● Job: Copy verbatim, and with nothing else, the lines of the listing below that run from the line containing "Each instance of the red dragon" through the last line of the listing, both ends included.

● Exercise data:
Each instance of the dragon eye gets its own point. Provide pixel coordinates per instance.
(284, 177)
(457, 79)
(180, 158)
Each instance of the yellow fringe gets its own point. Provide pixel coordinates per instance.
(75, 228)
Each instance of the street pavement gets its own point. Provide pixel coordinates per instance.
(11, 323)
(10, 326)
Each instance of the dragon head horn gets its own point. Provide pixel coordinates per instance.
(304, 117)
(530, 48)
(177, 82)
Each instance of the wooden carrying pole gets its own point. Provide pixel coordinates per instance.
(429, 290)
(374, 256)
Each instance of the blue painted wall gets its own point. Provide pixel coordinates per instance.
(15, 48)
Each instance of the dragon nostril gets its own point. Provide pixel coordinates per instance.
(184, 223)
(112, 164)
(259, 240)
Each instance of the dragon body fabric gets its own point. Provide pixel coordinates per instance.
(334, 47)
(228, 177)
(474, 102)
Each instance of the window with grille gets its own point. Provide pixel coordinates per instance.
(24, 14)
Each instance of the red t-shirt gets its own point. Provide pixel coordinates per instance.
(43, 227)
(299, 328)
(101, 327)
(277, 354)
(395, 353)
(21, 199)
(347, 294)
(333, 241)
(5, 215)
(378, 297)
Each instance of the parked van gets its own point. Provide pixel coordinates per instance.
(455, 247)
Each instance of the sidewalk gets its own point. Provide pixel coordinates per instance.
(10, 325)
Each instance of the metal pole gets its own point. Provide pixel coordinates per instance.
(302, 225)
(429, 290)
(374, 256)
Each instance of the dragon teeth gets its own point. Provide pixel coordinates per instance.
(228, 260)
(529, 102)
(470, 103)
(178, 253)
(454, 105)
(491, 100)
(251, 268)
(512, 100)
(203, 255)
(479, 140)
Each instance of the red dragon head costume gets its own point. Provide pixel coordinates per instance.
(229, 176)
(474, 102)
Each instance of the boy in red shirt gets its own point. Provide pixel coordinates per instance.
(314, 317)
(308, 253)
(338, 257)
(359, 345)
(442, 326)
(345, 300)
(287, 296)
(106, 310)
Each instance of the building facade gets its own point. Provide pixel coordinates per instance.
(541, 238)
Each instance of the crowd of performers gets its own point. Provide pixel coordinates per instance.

● Exercise solution:
Each instance of the red dragon head costume gets its own point. Provide pixel coordinates per instance.
(229, 176)
(474, 102)
Each instance of the boy in red shirt gets its own point. Provide pixel coordinates per instance.
(314, 317)
(308, 253)
(338, 257)
(359, 345)
(442, 326)
(345, 300)
(287, 296)
(106, 310)
Each instance of the building facade gets its own point. Provide pixel coordinates per instance.
(541, 238)
Each instance of the crowd of performers gets its own point. Provide pixel coordinates per instance.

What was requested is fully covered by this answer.